Extracted data:
· · · · · · ·

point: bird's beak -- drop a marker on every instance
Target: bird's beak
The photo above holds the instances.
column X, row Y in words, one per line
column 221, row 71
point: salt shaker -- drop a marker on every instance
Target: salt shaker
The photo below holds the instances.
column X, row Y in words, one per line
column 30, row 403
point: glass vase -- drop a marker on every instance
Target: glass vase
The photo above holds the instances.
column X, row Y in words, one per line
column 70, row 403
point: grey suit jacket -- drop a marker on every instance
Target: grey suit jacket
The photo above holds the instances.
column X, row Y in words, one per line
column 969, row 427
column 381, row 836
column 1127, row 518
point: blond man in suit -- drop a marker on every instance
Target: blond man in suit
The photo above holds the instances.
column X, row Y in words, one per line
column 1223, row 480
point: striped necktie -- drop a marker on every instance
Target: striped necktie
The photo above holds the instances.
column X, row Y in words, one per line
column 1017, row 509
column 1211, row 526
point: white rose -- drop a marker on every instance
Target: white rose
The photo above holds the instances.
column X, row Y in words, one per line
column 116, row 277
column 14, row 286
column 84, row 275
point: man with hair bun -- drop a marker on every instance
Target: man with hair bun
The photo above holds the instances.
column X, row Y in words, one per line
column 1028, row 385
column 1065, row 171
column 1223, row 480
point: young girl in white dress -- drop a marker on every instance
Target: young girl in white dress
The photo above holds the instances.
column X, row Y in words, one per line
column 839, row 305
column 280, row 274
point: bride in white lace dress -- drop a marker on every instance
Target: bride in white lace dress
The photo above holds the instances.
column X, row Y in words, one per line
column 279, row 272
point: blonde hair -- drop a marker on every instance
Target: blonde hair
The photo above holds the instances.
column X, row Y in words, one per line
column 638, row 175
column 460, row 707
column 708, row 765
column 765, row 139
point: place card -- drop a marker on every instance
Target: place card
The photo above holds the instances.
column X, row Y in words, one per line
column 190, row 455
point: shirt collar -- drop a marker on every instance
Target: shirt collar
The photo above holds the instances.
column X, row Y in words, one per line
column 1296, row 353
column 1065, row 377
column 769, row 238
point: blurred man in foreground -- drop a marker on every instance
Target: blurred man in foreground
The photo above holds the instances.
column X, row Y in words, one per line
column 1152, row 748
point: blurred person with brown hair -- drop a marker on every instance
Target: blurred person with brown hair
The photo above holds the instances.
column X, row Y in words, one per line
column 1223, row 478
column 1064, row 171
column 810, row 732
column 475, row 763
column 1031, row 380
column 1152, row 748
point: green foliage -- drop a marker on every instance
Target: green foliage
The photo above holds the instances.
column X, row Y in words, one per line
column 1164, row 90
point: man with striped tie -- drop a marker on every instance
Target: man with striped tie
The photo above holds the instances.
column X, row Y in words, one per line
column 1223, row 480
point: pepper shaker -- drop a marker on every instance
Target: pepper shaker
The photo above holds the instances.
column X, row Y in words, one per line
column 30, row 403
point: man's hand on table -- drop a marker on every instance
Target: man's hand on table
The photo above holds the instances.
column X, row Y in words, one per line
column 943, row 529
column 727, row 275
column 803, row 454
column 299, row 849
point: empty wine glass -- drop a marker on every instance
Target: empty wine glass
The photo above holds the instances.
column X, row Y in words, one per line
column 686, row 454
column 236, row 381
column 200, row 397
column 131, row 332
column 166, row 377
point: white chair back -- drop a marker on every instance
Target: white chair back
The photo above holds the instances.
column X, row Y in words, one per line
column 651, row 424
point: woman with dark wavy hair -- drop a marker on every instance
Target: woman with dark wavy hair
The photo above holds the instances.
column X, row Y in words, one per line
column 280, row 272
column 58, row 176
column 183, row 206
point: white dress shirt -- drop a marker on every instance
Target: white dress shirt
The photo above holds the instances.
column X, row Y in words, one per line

· · · · · · ·

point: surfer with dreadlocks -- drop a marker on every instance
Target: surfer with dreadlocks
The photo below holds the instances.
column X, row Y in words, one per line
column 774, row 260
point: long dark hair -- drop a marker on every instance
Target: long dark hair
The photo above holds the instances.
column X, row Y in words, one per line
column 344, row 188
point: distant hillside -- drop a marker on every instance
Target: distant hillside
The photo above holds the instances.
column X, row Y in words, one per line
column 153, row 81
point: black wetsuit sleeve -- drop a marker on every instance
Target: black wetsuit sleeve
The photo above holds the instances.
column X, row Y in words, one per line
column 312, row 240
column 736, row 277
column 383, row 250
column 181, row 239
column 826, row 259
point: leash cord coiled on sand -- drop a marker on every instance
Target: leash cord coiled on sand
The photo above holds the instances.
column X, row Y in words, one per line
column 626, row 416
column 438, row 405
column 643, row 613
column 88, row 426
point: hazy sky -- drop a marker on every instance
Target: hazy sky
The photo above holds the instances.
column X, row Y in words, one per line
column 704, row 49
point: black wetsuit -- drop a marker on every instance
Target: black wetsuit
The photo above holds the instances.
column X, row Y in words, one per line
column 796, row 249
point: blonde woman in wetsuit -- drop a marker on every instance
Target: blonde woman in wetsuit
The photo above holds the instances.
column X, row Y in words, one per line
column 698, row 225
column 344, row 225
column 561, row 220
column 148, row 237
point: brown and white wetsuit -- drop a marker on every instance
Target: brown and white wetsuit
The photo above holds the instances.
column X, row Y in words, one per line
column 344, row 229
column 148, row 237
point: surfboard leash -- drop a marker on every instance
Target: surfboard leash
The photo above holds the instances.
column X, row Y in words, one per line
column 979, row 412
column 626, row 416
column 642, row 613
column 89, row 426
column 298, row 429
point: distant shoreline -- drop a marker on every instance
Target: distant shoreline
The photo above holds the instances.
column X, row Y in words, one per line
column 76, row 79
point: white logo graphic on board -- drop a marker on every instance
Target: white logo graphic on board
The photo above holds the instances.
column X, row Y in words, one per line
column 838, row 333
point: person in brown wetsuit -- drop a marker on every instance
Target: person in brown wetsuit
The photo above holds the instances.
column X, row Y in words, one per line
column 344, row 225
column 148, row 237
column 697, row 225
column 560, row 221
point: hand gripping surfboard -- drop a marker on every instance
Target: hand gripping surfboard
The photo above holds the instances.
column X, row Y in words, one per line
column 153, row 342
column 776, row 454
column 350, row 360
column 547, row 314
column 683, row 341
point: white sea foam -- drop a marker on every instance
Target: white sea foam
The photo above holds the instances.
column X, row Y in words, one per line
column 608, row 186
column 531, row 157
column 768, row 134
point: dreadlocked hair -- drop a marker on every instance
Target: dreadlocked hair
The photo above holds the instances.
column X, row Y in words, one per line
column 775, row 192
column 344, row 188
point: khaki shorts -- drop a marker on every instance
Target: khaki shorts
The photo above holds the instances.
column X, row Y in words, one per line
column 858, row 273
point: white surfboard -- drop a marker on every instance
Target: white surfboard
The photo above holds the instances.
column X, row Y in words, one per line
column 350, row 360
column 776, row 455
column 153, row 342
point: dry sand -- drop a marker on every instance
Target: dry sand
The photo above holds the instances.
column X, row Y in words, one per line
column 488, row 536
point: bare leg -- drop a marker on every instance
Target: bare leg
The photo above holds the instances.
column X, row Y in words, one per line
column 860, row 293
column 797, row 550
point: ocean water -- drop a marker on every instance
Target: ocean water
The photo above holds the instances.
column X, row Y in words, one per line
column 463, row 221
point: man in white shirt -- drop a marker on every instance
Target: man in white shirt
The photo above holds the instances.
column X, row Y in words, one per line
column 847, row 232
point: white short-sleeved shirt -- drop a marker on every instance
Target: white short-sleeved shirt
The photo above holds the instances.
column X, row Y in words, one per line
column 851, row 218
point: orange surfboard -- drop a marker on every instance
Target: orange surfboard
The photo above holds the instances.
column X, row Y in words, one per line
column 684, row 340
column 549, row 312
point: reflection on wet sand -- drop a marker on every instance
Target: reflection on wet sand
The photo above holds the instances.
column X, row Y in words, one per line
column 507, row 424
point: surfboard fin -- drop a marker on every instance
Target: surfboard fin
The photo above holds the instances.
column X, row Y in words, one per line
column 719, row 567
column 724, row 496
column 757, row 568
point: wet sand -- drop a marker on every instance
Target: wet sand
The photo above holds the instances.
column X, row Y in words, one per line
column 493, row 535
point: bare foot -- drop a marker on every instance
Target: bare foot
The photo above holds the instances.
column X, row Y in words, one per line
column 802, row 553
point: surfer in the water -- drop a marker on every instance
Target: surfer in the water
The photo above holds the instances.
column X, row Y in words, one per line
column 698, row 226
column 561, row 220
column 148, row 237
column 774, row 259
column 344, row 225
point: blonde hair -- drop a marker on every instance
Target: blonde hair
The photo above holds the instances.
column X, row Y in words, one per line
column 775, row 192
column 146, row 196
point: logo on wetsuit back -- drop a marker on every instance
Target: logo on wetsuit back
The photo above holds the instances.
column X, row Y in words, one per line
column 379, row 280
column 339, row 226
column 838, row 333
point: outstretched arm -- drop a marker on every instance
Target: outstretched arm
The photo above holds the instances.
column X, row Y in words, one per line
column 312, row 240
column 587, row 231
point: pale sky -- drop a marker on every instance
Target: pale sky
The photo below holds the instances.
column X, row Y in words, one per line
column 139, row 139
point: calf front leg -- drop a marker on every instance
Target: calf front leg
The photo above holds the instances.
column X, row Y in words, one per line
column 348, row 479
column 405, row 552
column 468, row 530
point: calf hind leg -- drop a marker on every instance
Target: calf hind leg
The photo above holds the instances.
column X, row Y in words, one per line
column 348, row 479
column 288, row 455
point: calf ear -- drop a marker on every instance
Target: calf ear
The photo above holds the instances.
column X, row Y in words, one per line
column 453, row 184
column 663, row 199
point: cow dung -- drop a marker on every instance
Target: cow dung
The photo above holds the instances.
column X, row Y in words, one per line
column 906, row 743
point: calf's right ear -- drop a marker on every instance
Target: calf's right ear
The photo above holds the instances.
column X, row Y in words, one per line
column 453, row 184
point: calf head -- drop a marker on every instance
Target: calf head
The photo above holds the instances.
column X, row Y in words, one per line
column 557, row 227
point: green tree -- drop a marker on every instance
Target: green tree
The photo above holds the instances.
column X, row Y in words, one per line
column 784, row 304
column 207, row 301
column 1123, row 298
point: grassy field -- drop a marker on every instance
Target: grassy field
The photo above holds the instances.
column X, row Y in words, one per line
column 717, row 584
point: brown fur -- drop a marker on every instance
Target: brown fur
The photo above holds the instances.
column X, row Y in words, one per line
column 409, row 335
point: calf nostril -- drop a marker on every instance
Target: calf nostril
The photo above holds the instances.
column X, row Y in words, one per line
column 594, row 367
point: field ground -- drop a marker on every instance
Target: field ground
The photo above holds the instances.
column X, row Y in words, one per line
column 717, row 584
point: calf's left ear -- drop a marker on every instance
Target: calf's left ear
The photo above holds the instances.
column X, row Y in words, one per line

· · · · · · ·

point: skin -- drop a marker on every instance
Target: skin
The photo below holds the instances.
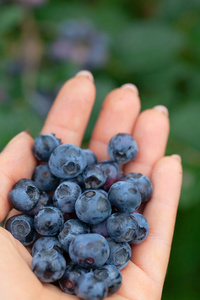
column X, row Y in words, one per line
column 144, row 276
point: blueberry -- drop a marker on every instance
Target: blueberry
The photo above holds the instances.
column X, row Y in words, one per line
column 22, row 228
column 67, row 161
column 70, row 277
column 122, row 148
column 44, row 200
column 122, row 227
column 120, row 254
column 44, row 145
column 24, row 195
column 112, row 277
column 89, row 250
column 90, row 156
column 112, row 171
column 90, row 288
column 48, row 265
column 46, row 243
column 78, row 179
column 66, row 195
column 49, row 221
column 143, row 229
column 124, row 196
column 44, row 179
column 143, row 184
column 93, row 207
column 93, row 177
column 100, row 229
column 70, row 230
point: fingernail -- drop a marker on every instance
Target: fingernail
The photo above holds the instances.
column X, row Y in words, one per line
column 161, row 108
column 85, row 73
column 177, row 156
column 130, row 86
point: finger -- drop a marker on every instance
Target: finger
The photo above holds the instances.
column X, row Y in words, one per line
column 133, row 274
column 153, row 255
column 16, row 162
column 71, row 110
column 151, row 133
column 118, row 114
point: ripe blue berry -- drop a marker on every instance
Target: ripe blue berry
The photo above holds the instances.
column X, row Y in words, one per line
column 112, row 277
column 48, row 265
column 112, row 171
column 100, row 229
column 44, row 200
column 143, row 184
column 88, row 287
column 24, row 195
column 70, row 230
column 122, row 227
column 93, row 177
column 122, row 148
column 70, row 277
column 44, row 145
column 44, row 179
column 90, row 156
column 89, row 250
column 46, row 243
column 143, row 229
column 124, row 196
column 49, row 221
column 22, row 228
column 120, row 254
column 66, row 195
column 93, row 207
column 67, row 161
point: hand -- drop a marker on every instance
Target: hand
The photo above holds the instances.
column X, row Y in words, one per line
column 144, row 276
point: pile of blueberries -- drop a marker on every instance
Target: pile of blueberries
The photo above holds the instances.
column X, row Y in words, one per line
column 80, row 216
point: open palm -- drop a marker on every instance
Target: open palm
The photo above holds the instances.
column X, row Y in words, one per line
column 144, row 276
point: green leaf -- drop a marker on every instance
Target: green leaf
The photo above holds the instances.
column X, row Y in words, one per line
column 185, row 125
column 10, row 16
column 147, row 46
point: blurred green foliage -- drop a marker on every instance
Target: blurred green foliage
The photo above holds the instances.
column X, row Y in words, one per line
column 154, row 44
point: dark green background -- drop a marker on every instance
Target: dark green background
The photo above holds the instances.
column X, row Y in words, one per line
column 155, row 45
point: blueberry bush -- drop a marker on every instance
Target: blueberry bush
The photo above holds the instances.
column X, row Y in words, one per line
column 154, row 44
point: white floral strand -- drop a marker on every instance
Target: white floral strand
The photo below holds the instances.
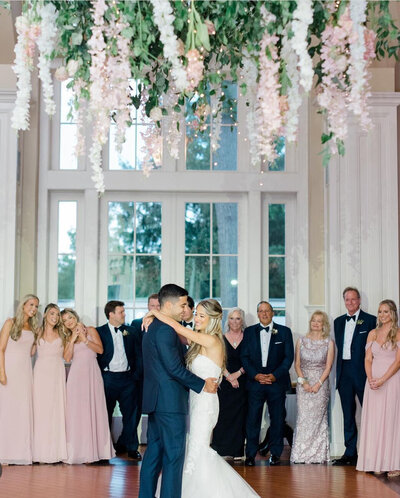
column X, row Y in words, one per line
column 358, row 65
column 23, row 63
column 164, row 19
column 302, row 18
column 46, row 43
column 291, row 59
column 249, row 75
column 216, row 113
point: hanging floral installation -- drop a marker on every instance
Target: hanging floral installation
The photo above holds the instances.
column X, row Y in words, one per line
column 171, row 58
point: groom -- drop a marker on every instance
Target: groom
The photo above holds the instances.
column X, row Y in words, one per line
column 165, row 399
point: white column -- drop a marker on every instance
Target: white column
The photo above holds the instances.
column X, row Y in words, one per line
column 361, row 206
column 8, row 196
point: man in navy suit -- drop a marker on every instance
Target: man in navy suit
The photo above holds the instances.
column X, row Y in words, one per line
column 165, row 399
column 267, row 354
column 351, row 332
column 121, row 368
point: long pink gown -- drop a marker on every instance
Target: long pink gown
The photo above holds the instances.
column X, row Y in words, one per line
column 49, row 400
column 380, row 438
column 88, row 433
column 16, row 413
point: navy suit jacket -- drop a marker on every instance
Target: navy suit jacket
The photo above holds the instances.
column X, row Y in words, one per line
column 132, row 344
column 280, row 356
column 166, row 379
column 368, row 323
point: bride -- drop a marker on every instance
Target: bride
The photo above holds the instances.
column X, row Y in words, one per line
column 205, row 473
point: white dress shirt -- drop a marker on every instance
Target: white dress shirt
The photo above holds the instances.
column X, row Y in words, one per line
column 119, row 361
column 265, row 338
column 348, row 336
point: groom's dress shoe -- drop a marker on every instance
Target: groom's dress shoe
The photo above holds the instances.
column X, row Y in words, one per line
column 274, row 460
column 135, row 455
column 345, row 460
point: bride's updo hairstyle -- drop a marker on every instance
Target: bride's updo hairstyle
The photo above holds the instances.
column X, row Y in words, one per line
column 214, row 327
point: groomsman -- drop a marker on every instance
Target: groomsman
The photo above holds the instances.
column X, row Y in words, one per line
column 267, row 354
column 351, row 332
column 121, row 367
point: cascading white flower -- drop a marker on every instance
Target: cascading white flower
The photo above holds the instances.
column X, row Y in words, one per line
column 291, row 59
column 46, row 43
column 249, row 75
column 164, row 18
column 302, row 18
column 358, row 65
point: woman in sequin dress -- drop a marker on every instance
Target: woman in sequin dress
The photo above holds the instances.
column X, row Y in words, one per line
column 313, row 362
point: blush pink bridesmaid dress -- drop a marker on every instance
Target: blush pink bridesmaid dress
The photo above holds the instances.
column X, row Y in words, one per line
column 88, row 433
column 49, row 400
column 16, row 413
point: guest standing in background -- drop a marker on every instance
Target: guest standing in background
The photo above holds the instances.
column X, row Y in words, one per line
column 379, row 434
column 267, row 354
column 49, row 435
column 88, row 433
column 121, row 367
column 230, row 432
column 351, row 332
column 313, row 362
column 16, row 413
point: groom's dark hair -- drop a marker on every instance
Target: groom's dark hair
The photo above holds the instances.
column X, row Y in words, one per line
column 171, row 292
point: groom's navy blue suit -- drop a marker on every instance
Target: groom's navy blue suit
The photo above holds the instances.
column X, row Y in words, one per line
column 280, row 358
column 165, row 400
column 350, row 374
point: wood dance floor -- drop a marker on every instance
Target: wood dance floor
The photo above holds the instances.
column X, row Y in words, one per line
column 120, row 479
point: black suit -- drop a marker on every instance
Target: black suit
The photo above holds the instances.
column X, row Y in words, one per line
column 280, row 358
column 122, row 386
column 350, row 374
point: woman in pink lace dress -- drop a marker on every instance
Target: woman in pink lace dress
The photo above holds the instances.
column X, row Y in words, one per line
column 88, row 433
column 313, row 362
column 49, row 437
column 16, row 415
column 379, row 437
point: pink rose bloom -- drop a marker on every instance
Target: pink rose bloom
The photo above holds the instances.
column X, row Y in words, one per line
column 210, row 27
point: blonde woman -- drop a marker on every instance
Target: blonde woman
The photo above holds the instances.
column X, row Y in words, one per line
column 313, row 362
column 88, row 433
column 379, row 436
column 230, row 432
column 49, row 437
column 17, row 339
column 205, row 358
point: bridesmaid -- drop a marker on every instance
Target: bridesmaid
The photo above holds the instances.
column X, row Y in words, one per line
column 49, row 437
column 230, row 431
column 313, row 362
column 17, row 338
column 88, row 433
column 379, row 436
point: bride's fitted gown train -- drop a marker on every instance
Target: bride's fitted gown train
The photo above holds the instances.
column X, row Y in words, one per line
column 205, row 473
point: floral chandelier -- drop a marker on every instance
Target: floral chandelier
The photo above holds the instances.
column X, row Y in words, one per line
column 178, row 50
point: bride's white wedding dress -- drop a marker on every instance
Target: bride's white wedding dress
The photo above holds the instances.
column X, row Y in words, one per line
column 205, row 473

· · · · · · ·

Set exercise: Rewrite the rows from the line with "point: bird's beak" up to and including the line with "column 1127, row 518", substituting "place a pin" for "drop a marker" and leaving everything else as it is.

Solution for this problem:
point: bird's beak -- place a pin on every instance
Target: bird's beak
The photo above holds the instances.
column X, row Y in words, one per line
column 221, row 71
point: salt shaker -- place a pin on every instance
Target: salt shaker
The photo below holds the instances.
column X, row Y in words, one per line
column 30, row 403
point: glass vase -- place a pin on every instance
Target: glass vase
The photo above holds the instances.
column X, row Y in words, one per line
column 70, row 403
point: grey suit jacket -- place a pin on every instance
Target: grey suit jacket
The photo above holds the instances.
column X, row Y in words, one per line
column 969, row 427
column 381, row 836
column 1127, row 518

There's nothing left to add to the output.